__Material to process__
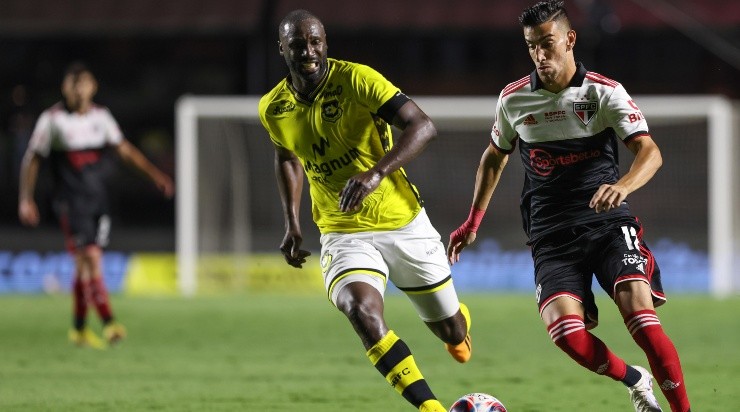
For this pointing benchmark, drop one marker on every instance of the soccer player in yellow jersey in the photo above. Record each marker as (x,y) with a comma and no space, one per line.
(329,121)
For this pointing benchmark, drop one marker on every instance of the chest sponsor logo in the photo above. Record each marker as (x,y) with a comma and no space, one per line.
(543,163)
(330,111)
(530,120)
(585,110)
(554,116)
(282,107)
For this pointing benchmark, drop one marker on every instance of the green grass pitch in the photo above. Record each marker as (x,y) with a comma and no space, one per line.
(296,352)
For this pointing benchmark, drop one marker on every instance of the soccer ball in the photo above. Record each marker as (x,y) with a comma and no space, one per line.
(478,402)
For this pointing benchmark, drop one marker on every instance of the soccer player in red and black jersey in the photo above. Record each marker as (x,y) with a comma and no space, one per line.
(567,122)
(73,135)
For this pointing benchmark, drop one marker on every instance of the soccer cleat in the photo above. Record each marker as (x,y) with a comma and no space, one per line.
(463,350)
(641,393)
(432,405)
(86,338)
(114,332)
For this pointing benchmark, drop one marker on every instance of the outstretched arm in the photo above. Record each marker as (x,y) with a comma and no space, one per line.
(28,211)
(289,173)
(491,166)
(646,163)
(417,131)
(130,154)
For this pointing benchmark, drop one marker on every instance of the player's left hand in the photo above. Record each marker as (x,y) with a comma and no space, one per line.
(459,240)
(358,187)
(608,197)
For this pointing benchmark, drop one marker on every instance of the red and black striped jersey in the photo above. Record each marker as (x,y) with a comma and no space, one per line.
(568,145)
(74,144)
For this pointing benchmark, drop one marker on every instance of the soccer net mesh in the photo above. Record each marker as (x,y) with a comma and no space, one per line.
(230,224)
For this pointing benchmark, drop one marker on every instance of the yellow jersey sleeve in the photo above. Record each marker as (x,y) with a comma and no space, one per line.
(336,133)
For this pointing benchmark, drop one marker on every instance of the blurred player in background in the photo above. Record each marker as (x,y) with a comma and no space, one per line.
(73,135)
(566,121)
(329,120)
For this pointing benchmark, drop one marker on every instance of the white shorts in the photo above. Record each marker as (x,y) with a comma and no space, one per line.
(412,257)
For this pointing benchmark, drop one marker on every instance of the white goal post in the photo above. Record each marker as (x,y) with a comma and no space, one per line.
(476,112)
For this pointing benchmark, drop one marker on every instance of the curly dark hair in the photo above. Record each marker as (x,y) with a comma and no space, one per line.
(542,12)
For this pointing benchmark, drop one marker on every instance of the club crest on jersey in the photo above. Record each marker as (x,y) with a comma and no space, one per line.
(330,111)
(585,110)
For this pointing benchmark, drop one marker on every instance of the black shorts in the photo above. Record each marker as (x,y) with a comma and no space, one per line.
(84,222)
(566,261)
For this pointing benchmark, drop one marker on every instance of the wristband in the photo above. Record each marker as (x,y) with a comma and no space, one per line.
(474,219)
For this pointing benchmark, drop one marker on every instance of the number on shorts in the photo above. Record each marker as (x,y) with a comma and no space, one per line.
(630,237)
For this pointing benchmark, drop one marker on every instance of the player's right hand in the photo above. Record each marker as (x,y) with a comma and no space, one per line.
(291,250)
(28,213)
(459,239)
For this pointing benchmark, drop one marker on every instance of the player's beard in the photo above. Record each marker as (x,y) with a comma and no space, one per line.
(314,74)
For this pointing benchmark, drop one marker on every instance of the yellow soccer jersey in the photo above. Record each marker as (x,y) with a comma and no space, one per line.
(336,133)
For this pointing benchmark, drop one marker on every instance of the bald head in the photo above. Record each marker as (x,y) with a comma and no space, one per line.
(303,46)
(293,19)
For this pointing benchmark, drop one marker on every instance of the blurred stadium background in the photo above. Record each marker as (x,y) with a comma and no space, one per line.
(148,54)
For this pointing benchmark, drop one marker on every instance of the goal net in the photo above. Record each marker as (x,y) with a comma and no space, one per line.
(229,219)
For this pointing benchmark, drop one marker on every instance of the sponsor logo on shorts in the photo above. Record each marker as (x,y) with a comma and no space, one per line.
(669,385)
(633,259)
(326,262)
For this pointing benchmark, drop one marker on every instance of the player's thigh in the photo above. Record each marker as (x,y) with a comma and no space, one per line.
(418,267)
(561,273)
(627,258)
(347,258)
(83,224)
--
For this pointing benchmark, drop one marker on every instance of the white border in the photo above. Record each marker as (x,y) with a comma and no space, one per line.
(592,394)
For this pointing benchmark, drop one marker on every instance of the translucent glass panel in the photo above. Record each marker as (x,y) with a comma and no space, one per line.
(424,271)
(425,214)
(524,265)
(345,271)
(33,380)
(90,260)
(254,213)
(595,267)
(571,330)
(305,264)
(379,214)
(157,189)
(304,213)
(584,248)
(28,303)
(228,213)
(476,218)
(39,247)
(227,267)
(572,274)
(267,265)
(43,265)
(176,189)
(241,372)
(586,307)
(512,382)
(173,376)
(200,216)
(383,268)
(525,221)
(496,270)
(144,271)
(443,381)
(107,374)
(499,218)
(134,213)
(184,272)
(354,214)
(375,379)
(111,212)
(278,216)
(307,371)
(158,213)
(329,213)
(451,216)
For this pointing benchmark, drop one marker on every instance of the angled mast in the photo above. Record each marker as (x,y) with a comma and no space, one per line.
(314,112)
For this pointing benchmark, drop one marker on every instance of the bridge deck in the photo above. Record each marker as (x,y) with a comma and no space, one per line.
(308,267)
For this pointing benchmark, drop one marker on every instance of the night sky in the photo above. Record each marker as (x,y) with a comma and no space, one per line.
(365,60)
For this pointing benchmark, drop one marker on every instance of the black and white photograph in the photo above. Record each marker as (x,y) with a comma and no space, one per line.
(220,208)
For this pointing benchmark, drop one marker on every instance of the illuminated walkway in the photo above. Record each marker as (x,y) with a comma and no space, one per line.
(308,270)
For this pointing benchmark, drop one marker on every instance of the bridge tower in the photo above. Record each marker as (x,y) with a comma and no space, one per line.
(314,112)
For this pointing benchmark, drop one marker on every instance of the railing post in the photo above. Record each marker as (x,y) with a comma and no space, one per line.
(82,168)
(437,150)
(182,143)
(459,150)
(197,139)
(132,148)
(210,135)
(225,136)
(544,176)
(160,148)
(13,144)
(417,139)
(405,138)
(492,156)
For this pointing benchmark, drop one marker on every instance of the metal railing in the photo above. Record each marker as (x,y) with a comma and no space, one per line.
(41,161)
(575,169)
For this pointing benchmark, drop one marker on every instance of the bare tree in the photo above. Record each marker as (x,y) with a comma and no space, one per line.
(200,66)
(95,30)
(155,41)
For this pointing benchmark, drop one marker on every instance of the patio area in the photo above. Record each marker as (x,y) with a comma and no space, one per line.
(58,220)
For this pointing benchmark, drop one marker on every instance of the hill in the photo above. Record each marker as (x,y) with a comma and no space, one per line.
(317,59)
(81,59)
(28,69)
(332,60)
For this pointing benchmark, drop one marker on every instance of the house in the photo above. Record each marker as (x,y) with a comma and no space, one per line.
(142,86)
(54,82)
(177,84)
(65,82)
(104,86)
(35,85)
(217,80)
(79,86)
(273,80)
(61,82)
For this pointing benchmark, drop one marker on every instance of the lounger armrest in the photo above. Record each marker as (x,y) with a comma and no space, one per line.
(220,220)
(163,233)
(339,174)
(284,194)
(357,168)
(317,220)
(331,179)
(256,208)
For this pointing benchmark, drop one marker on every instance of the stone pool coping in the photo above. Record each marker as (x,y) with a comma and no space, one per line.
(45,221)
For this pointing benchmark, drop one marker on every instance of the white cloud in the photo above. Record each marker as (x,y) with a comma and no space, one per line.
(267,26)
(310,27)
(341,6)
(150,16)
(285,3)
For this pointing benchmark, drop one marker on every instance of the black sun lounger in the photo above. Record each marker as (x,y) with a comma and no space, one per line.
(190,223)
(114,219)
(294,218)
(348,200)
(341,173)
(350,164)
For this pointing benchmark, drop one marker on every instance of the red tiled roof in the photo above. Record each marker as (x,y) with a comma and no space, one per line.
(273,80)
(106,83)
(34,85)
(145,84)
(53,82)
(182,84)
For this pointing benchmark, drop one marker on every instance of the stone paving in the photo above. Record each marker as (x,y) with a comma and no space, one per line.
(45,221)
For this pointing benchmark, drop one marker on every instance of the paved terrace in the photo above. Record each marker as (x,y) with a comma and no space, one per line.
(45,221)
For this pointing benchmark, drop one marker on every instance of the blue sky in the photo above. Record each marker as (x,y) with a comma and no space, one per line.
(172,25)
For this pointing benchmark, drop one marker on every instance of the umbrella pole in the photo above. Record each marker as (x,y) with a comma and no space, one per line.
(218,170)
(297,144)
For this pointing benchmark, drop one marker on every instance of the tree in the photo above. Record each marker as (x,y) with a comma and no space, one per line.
--
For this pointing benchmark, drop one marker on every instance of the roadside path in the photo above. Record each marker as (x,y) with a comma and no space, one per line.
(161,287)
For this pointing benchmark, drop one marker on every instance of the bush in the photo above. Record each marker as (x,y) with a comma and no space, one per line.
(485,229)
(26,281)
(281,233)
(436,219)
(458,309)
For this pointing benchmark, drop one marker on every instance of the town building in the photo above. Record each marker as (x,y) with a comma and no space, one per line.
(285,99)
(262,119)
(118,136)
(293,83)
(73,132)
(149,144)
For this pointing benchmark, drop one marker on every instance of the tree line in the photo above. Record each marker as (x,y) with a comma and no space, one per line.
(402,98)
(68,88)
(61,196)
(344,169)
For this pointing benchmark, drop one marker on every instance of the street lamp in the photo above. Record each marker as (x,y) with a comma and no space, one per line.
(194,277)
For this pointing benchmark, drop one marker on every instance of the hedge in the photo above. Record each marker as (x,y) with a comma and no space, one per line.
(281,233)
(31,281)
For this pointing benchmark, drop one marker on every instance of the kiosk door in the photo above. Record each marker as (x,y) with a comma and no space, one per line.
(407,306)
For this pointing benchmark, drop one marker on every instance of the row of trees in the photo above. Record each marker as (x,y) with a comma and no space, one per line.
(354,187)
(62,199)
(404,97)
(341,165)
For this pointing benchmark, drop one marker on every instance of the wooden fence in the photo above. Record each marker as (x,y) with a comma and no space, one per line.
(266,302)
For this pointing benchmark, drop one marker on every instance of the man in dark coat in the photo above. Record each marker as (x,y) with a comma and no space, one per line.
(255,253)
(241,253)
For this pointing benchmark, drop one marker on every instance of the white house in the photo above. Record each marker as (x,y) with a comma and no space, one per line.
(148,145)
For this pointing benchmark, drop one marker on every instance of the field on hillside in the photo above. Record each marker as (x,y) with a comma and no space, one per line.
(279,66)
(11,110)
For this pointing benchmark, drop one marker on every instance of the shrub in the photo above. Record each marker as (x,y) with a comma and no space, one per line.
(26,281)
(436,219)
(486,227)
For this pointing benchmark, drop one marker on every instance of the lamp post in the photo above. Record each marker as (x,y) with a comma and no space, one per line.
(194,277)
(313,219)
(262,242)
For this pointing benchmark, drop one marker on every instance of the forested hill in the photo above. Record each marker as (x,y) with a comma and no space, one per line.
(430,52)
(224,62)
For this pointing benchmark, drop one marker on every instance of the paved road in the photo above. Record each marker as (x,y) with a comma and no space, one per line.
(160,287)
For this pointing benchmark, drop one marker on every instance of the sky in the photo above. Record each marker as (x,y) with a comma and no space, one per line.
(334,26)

__Task requirements__
List every line of the records above that contains the string "logo", matching case exactly.

__Exercise output__
For this pointing benchmark, drop one marker on every instance of the chest sponsor logo in the photo above. Record each marker as (x,y) with a comma and no space, one per line.
For this pointing benchmark, drop one marker on every instance of the sponsor logo on shorts in the photo above. Record each marker as (x,y) with a comma and no space, one per line.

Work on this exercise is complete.